Goal: Reproduce only the records from the line with "palm tree in" up to and including the line with "x=135, y=55", swapping "marker" for "pin" and keeping everything else the same.

Coordinate labeling data:

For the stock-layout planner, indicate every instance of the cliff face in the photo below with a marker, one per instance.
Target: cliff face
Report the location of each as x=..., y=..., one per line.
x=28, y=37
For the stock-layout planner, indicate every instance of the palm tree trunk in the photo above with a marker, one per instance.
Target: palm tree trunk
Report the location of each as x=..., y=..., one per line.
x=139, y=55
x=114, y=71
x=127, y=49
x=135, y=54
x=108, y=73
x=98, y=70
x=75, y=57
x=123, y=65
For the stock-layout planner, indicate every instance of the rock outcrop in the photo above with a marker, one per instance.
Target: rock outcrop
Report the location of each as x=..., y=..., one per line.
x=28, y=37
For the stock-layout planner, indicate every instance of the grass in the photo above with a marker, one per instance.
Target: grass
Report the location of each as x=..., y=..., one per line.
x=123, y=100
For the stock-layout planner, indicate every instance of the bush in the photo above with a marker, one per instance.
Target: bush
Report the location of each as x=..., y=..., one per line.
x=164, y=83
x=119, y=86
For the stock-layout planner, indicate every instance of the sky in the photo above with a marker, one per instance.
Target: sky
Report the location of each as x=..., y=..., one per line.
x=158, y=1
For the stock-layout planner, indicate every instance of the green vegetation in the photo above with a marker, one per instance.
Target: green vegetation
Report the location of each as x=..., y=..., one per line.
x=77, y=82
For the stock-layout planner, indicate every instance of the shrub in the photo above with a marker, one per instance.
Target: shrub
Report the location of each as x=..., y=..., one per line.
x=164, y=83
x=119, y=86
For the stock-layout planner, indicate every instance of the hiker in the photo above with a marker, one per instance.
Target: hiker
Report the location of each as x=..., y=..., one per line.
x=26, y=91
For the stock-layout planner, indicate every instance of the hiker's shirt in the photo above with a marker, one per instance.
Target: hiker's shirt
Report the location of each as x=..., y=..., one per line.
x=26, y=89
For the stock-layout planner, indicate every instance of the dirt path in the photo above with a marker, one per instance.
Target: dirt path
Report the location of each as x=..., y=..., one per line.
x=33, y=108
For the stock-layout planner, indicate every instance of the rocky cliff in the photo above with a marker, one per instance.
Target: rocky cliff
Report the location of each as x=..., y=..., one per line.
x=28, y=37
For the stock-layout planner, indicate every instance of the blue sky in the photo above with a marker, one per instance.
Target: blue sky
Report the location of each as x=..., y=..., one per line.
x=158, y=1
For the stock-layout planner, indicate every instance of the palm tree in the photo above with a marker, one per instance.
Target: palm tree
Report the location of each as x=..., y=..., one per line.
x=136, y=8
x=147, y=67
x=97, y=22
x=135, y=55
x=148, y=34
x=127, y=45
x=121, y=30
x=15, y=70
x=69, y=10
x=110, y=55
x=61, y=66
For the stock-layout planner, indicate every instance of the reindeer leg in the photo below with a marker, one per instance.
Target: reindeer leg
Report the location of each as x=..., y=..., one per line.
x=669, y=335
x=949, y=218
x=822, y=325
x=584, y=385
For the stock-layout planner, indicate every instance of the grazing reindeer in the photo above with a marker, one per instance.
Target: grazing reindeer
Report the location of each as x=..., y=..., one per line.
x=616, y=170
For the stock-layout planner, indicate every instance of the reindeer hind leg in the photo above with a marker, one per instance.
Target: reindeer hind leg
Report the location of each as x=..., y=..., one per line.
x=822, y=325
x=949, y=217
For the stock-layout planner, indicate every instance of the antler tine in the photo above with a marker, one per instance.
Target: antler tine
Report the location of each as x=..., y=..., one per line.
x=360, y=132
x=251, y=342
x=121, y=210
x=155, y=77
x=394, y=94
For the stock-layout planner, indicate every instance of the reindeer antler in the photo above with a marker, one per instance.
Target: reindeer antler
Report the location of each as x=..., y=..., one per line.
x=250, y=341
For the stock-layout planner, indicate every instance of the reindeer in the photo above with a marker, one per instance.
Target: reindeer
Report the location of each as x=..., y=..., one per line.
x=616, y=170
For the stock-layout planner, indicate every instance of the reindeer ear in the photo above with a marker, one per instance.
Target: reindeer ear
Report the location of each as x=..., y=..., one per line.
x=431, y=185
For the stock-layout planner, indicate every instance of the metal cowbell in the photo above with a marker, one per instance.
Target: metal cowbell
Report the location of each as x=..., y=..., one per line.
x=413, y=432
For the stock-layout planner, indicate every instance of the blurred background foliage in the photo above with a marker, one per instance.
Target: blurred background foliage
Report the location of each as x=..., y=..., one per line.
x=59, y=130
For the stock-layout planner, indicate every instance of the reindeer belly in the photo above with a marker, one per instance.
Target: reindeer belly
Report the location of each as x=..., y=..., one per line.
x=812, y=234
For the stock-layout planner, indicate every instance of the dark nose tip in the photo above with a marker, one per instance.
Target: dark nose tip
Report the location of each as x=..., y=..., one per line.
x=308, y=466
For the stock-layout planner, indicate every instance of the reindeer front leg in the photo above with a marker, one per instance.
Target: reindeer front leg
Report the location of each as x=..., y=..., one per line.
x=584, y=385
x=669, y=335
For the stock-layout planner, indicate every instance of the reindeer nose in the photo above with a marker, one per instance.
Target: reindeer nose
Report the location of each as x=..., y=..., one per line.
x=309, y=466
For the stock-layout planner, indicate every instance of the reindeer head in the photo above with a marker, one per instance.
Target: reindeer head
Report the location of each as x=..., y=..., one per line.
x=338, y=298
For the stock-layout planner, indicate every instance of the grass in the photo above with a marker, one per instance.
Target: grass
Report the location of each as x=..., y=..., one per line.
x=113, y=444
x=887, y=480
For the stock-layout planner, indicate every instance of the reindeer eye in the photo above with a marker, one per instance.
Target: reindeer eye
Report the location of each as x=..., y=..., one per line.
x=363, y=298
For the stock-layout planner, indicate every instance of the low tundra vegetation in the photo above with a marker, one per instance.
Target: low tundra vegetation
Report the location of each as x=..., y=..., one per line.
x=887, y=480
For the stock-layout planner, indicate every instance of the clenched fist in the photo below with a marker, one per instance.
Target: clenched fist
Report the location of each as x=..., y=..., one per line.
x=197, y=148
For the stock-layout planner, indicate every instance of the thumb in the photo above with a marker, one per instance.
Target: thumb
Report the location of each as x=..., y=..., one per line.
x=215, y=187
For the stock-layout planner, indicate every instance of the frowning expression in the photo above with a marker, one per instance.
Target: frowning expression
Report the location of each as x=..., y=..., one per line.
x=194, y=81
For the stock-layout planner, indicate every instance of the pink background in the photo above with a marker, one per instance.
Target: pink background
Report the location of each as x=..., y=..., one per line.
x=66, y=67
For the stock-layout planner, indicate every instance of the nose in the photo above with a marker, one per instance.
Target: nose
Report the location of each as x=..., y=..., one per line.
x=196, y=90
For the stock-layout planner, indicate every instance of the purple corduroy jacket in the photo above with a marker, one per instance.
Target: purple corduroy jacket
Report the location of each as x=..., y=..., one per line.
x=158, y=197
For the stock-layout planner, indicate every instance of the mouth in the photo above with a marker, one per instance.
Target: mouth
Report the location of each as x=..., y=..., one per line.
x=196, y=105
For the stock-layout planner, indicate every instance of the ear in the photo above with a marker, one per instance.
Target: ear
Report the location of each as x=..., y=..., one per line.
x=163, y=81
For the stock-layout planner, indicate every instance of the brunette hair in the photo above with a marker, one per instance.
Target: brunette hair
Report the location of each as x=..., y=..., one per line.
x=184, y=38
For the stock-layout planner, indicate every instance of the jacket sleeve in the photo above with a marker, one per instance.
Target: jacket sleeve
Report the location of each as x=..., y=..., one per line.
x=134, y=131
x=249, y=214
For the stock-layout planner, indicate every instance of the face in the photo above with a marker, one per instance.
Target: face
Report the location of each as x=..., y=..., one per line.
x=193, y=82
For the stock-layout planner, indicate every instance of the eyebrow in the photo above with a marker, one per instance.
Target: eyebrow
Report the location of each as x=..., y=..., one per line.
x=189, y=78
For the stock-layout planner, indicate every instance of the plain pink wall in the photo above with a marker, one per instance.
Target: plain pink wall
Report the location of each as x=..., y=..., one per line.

Problem solution:
For the stock-layout planner, indicate every instance of the palm tree in the photo above with a pin, one per instance.
Target: palm tree
Report the location of each as x=..., y=..., one per line.
x=136, y=8
x=147, y=67
x=97, y=22
x=135, y=55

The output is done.